··· EXERCISE MATERIALS ···

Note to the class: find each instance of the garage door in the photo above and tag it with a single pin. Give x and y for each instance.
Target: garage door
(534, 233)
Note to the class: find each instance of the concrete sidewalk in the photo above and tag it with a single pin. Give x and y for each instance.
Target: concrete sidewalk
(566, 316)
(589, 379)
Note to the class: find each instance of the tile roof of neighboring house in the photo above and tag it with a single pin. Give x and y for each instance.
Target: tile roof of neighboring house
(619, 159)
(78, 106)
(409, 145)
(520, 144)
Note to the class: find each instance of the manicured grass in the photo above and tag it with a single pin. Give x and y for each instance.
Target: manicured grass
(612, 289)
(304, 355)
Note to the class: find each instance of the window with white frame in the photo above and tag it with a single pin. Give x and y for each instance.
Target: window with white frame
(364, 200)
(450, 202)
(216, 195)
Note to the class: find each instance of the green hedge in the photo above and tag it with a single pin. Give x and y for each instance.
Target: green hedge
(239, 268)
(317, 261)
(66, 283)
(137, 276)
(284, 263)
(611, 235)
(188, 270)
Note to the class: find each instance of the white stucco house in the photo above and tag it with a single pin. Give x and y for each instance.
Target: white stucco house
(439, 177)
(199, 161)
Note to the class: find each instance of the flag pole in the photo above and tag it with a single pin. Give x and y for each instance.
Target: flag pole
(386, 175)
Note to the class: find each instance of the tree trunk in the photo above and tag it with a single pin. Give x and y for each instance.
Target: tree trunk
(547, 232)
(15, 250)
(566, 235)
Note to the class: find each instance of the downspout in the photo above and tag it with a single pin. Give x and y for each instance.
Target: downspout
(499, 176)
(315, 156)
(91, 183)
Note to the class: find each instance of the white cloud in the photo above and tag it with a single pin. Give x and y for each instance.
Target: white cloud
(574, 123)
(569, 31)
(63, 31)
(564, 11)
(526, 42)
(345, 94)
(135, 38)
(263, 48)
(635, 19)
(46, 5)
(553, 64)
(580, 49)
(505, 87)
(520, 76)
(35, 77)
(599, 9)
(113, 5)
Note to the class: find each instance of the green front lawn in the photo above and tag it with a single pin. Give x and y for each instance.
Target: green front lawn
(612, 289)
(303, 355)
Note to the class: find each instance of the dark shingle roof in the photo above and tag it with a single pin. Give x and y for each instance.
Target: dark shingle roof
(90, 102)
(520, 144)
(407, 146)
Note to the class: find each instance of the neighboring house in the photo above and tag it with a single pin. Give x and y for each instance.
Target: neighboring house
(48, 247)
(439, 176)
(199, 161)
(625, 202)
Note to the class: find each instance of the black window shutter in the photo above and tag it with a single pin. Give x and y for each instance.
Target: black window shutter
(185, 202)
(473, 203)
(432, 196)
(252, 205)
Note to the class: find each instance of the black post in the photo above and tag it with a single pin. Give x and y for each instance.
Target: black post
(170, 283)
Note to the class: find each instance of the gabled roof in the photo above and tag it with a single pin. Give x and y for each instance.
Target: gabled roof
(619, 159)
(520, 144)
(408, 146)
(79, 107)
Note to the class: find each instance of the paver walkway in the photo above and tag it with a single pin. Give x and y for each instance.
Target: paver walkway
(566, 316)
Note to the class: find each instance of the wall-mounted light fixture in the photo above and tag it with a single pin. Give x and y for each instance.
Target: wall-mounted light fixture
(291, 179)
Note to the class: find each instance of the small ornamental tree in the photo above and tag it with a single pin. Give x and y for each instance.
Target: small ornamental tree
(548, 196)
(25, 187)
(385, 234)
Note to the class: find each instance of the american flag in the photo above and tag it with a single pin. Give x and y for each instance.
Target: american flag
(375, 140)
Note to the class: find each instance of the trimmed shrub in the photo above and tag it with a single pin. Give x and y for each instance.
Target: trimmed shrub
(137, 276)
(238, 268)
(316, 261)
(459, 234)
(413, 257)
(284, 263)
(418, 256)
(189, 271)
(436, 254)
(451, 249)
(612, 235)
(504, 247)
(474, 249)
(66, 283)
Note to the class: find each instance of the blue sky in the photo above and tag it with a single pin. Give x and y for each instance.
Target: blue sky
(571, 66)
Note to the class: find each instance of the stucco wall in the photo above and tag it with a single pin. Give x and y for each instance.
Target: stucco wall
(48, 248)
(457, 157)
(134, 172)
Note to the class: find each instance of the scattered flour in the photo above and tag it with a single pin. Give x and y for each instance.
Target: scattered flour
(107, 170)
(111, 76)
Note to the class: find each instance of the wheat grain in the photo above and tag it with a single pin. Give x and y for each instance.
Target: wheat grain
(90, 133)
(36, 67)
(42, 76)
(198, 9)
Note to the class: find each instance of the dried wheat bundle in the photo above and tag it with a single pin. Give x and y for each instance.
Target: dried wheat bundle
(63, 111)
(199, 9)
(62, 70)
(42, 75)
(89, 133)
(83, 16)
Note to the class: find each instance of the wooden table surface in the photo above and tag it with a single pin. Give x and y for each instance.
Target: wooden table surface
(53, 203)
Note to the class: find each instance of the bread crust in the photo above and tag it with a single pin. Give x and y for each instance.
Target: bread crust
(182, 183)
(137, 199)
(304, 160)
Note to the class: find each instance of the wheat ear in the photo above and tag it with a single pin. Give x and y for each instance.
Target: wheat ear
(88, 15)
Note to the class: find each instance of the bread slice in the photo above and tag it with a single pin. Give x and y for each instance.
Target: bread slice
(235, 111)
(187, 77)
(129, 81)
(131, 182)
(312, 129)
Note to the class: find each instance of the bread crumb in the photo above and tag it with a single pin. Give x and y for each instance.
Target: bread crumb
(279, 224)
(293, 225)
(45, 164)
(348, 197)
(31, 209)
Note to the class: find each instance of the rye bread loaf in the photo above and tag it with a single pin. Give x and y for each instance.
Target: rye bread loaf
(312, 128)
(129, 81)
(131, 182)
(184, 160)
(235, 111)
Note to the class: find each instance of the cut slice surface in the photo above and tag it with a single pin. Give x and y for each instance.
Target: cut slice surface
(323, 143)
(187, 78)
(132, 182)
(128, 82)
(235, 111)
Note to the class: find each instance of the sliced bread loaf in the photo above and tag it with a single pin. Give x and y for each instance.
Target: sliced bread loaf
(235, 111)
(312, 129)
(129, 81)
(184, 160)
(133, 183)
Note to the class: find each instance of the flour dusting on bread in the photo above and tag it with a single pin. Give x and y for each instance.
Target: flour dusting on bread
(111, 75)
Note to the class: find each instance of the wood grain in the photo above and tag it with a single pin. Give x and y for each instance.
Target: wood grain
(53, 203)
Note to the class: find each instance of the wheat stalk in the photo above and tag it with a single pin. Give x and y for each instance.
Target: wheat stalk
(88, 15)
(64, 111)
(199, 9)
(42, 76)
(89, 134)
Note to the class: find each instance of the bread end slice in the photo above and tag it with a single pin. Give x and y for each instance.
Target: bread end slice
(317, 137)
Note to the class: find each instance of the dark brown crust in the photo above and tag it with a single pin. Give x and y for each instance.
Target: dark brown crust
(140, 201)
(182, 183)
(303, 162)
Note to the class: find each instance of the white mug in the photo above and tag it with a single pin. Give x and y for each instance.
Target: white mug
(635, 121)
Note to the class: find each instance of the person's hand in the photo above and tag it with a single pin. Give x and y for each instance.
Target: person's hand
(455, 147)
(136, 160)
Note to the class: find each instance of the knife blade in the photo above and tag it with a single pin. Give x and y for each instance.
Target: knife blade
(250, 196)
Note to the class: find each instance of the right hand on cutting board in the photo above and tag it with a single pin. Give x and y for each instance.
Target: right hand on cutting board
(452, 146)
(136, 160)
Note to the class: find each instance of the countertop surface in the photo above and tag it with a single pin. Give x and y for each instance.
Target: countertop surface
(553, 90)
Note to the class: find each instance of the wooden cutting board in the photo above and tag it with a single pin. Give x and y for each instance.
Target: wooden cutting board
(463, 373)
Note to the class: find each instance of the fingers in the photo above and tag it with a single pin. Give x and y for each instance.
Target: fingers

···

_WORK ITEM_
Read the data above. Pull out each line in which the string "fingers" appears.

_YOUR RESPONSE_
Note to the class: find each instance of the fingers in the photo above and tag it with a single pin. Give x and y for each instance.
Target: fingers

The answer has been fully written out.